Newton also proved adept at raising the large amounts of money needed to develop synthetic forms of HDL, growing Esperion’s initial pot of $16 million to more than $200 million in venture capital and equity financing that included a $62-million initial public offering in 2000, a $24-million private investment in 2001, and a $67-million secondary round of financing in 2003.
Fundraising had its disadvantages, as well. It required Newton to travel extensively, first to drum up venture capital and later to oversee the pre-IPO road show and subsequent financings. Newton says he gained 25 pounds, missed out on family experiences, and lost control of Esperion’s expansion. The company grew too quickly, forcing him to lay off a quarter of the staff in March 2002 to save funding needed for upcoming clinical trials. “The consequence was I had to say goodbye to 22 talented people,” Newton says. “It took a long time to regain the trust and respect of the remaining [employees].”
In November 2003, researchers at the Cleveland Clinic reported on a small trial testing Esperion’s lead candidate, a drug administered intravenously. The study showed that five doses given weekly to patients with acute coronary disease reduced plaque in their arteries significantly. Pfizer, looking for drugs to complement Lipitor and feed its cardiovascular pipeline, presented Esperion in December with an acquisition offer for $1.3 billion, along with a provision to keep the company semiautonomous. Esperion’s board accepted.
Newton chose to stay at Esperion after the acquisition to shepherd the HDL project. He had to make a drastic change in plans in January 2007, when Pfizer announced the shutdown of much of its R&D program and layoffs of 2,100 workers in Michigan. Esperion was on the hit list. But Newton, with his gift for salvaging what others discard, saw another option. By May, he had negotiated with Pfizer to make Esperion an independent company. Pfizer kept an undisclosed stake in the company, and Esperion retained a drug candidate that, if it succeeds, would be taken as a pill — a preferable and more marketable regimen than an intravenous drug. Newton lassoed nearly $23 million in venture capital from former Esperion investors Alta Partners and Domain Associates, as well as new investors Aisling Capital and Arboretum Ventures in Ann Arbor. He estimates he’s raised three years’ worth of capital research.

..............................

▶ [Required actions]:
1: Extract the part of the passage on Esperion from "In November 2003, researchers" to "Esperion’s board accepted.".
2: According to the passage on Esperion, how much did Pfizer offer in December 2003 to acquire the company?
3: Proceed with the passage on Esperion, writing on from its last sentence.
The items that follow come from a separate source and are unrelated to the passage on Esperion.

..............................

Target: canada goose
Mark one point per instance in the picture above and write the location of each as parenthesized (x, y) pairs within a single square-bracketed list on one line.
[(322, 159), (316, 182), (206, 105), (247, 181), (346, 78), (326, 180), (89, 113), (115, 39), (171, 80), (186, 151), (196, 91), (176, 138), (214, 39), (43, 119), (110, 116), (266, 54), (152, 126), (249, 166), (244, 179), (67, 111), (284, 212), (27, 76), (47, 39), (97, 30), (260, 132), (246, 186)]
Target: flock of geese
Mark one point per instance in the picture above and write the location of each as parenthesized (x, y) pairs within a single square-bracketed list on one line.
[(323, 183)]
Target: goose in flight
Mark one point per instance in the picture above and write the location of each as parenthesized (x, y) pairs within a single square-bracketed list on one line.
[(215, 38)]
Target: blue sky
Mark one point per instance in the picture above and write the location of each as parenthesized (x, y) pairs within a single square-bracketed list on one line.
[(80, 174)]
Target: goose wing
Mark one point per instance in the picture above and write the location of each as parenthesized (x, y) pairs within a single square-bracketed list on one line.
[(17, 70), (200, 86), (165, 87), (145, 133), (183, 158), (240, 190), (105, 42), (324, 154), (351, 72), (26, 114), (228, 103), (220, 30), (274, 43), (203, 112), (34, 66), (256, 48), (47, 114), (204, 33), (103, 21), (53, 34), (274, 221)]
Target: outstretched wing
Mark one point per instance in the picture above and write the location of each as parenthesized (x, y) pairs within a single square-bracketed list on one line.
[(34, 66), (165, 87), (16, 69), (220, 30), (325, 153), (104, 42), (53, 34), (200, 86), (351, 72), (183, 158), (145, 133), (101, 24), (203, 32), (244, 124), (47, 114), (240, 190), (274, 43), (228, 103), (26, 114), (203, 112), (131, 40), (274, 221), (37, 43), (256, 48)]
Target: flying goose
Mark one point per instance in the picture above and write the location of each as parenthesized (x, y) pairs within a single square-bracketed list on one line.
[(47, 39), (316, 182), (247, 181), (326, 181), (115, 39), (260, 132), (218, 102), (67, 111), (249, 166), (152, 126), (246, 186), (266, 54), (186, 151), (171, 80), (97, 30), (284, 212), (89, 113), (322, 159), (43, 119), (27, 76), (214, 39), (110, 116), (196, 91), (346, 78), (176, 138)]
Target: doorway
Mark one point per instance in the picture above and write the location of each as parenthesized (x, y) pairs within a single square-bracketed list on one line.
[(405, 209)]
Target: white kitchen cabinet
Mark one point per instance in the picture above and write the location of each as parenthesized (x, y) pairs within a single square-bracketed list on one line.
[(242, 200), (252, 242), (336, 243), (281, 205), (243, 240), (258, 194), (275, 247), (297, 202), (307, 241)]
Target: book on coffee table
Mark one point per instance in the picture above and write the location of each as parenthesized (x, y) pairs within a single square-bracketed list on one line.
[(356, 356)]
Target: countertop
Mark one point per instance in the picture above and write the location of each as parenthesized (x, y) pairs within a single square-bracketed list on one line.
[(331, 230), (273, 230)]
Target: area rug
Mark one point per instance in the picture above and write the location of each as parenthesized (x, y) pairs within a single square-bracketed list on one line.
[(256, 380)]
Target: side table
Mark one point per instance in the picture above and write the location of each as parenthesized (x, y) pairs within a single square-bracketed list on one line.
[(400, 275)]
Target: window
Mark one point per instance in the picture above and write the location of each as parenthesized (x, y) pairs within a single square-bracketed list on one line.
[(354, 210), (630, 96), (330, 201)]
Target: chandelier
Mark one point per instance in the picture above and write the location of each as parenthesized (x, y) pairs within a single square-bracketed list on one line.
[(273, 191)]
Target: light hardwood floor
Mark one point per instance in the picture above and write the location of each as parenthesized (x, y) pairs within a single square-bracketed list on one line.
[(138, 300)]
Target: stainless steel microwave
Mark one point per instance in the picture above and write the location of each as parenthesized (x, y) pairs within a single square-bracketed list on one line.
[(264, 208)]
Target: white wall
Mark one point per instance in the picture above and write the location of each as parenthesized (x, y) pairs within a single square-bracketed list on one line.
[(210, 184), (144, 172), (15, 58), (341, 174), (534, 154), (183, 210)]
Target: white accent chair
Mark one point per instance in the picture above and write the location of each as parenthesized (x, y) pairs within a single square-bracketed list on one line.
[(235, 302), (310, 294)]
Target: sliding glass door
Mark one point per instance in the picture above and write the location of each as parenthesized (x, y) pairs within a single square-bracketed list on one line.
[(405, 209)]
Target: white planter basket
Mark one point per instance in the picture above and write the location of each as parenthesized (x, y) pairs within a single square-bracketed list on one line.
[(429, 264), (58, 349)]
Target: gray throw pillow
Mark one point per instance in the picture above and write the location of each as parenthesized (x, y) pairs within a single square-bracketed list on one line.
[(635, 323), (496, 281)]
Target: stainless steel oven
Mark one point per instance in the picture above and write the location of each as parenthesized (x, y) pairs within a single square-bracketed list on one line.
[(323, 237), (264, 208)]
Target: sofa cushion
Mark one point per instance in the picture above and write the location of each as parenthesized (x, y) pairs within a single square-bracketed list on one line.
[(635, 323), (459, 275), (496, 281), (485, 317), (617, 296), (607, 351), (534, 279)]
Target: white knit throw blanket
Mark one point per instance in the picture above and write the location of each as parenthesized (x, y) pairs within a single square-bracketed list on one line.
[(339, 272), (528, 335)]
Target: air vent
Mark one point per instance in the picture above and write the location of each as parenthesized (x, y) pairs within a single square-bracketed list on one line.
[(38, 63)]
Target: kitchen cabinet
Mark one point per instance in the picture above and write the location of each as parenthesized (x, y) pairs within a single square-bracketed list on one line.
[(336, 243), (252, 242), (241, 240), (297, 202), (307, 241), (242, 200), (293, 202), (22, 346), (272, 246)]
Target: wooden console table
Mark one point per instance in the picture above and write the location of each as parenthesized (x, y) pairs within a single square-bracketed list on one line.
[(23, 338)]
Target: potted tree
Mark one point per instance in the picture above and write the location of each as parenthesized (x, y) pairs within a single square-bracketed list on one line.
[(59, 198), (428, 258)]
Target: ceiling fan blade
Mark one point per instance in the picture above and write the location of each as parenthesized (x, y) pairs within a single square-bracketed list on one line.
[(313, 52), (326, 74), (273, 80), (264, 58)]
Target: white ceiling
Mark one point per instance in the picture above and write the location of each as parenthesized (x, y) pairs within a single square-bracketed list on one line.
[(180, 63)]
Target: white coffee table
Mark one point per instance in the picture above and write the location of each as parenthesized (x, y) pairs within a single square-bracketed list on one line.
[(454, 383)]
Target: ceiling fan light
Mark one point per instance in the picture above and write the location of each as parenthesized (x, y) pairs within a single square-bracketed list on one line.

..............................

▶ [Answers by item]:
1:
In November 2003, researchers at the Cleveland Clinic reported on a small trial testing Esperion’s lead candidate, a drug administered intravenously. The study showed that five doses given weekly to patients with acute coronary disease reduced plaque in their arteries significantly. Pfizer, looking for drugs to complement Lipitor and feed its cardiovascular pipeline, presented Esperion in December with an acquisition offer for $1.3 billion, along with a provision to keep the company semiautonomous. Esperion’s board accepted.

2: $1.3 billion

3:
“We have a lot of confidence in the team, and investors always look for unmet medical needs,” says Alison de Bord, a director at Alta Partners who has a nine-year history with Newton. Newton’s success as a manager and researcher appeals to investors, de Bord says, and he remains passionately committed to finding therapies that improve health. “Roger hasn’t lost a speck of spark.”
Newton likens the nearly two-year process of setting up the incubator, called Michigan Life Science and Innovation Center LLC, to his experience developing Lipitor. He says the notion that salvaging a facility designed to bring biotech innovation to fruition occurred to him soon after he learned of Pfizer’s looming layoffs and shutdowns. But he needed a team of economic developers with complementary skills who shared his commitment and vision to make it a reality. “This took a long time to nurture,” Newton says. “And [it’s] the vision of many people.”
As with Lipitor, the journey underwent tortuous fits and starts as they encountered and resolved gnarly multi-agency and financial challenges. Nor was it as simple as handing over the keys; certifications and accreditations for conducting biotech research that Pfizer obtained were not transferable, so the paperwork needed to be started anew. The board for Esperion was anxious, and rightfully so, Newton acknowledges.
But now “there’s an electricity in the air,” he says, as his seven-and-a-half-person staff concentrates on building their drug portfolio and preparing for preclinical drug development. “I always felt this is the place we were meant to be.”